Ao incluir o tema no Disque 100, as entidades apontam que o governo incita a hesitação vacinal e a perseguição de profissionais de saúde.

Ideologia de gênero

Outra queixa na ação se refere às mudanças nos protocolos do Disque 100 para a inclusão da expressão "ideologia de gênero" como motivação para violação de direitos humanos. Para os grupos que lideram o processo, tal medida tem como objetivo estimular denúncias contra profissionais de educação que abordem a questão nas escolas.

Discurso criado nos anos de 1990 por setores conservadores da Igreja Católica, a chamada "ideologia de gênero" se constituiu em resposta reacionária contra o avanço dos direitos das mulheres e da população LGBTQIA+ no plano internacional.

Uma das preocupações das entidades que apresentaram a ação é com a possibilidade de que órgãos policiais sejam acionados a partir das informações recebidas pelo Disque 100 contra profissionais de educação.

*Registros fornecidos:*
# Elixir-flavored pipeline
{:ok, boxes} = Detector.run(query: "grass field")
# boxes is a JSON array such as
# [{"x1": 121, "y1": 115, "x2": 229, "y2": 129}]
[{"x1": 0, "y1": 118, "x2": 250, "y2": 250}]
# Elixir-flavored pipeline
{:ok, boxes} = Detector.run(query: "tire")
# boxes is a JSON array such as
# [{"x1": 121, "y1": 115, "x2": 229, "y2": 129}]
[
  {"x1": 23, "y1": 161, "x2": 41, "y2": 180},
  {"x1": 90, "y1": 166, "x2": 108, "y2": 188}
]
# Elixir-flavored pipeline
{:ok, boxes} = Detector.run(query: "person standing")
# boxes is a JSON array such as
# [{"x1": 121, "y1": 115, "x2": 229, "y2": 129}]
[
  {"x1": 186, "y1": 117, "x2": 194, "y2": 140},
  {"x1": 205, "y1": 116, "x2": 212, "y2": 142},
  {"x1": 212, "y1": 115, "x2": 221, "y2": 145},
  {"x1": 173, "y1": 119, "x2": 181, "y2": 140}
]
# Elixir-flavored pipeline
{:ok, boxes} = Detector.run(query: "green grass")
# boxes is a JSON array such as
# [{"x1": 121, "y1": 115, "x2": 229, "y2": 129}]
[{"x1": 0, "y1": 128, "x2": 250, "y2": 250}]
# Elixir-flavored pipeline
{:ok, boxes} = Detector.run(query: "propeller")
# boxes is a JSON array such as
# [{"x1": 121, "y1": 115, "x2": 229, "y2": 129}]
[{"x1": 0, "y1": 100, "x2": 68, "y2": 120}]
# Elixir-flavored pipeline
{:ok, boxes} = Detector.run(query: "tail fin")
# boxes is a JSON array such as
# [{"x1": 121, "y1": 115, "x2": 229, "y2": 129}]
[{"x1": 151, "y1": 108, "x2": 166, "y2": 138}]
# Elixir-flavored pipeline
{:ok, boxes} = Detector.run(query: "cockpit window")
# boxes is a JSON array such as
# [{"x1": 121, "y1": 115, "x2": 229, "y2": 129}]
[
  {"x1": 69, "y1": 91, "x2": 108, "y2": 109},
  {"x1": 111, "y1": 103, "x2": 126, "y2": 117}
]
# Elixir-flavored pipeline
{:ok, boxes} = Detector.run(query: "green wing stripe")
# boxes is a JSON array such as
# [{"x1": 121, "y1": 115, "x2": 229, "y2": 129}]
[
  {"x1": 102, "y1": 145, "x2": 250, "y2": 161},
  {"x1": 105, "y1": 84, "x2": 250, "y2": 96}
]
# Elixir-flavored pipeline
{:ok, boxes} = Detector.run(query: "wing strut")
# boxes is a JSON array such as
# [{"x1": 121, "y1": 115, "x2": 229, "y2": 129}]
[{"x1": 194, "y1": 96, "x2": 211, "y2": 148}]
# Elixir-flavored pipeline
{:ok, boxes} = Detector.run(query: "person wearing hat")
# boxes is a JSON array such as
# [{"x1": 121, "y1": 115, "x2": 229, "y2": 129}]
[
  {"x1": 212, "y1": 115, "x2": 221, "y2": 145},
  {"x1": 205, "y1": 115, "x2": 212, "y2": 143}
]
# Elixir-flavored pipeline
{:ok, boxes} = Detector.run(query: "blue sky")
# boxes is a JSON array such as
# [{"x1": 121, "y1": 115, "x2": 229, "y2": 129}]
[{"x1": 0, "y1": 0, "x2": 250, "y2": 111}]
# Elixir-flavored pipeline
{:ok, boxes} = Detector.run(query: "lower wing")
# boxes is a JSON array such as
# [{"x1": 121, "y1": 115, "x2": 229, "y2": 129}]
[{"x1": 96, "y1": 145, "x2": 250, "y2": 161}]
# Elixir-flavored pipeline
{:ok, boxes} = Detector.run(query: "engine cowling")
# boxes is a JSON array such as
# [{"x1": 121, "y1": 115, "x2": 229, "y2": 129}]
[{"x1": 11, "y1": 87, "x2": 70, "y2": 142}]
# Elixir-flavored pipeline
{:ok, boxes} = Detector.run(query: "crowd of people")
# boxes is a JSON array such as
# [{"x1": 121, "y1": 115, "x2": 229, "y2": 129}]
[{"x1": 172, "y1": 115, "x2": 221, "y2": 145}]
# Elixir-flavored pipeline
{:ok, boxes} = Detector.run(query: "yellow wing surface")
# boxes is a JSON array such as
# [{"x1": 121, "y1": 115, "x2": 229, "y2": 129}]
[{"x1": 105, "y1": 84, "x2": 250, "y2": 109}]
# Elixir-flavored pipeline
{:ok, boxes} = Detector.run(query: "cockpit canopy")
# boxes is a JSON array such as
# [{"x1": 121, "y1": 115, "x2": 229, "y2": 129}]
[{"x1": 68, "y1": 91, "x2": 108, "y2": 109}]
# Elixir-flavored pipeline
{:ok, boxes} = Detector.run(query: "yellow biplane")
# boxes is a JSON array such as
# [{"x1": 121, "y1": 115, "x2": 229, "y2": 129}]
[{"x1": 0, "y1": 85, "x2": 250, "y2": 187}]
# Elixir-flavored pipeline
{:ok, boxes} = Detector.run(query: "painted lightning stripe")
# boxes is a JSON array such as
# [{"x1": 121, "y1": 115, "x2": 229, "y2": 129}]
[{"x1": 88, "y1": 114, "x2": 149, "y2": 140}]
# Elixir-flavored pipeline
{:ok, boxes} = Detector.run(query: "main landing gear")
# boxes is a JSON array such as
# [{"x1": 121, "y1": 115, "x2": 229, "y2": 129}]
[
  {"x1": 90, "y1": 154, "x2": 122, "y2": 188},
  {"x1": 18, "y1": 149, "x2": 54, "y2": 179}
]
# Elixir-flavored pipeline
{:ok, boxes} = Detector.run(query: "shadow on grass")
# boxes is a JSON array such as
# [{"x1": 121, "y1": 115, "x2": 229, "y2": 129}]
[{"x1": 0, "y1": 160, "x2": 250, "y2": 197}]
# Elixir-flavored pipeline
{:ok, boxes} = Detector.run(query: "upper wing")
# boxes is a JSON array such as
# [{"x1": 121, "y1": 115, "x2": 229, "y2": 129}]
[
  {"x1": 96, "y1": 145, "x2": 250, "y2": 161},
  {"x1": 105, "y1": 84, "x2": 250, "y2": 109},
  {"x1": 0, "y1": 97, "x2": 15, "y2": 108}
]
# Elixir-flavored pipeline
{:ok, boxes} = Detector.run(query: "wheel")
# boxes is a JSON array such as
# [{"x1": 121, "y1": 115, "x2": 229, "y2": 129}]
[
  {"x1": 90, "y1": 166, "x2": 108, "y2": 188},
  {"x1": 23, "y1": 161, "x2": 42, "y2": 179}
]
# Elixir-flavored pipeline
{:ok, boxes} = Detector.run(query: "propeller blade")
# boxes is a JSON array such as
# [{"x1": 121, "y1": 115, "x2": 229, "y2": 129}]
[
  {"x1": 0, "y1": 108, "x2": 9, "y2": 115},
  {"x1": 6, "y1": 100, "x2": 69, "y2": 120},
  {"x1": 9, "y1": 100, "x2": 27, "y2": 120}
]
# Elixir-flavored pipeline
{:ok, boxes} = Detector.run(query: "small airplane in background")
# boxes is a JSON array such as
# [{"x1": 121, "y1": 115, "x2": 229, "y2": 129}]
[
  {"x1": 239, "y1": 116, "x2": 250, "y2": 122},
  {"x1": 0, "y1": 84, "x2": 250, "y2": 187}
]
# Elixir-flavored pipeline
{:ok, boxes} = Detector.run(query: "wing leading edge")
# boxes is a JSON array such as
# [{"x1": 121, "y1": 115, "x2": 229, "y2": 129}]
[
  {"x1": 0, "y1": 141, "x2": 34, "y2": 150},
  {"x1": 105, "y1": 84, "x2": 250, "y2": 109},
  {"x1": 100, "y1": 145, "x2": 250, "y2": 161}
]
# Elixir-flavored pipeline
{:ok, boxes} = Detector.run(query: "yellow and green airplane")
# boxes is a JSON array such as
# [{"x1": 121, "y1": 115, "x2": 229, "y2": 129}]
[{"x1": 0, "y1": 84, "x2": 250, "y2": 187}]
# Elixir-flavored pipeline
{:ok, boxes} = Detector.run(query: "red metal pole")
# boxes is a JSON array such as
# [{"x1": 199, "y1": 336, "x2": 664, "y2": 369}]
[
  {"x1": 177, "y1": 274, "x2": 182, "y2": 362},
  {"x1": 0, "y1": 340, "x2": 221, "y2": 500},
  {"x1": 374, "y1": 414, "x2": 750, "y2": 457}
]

*O que fazer:*
• a. Quais categorias profissionais e segmentos da população são citados no texto sobre o Disque 100?
• b. Dê prosseguimento ao texto sobre o Disque 100 a partir da última frase.
Não é preciso consultar os registros.

*Respostas fornecidas:*
• a.
- profissionais de saúde
- profissionais de educação
- mulheres
- população LGBTQIA+

• b.
"Isso aconteceu em dezembro de 2021 no município de Resende (RJ), onde a direção da Escola Municipal Getúlio Vargas recebeu intimação da Polícia Civil devido a uma denúncia anônima por supostamente expor os alunos a "conceitos comunistas" e a "ideologia de gênero", descreve os autores da ação.

Outro caso envolveu uma professora de filosofia da escola estadual Thales de Azevedo em Salvador (BA) por abordar questões de gênero, racismo e sexualidade.

"O Disque 100 foi instrumentalizado para burlar jurisprudências estabelecidas pelo STF, tanto em relação à abordagem de gênero na educação como em relação à vacinação", afirma a advogada e ex-procuradora federal Deborah Duprat, uma das representantes das entidades na ação. O processo conta também com a representação do grupo de advogados da Rede Liberdade.

"Para piorar, essas denúncias são enviadas a órgãos policiais sem que se decline o crime que se deve apurar. Com isso, o aparato policial é utilizado para gerar medo e inibição de práticas absolutamente legais e constitucionais, endossadas por esse Supremo Tribunal Federal", analisa a advogada.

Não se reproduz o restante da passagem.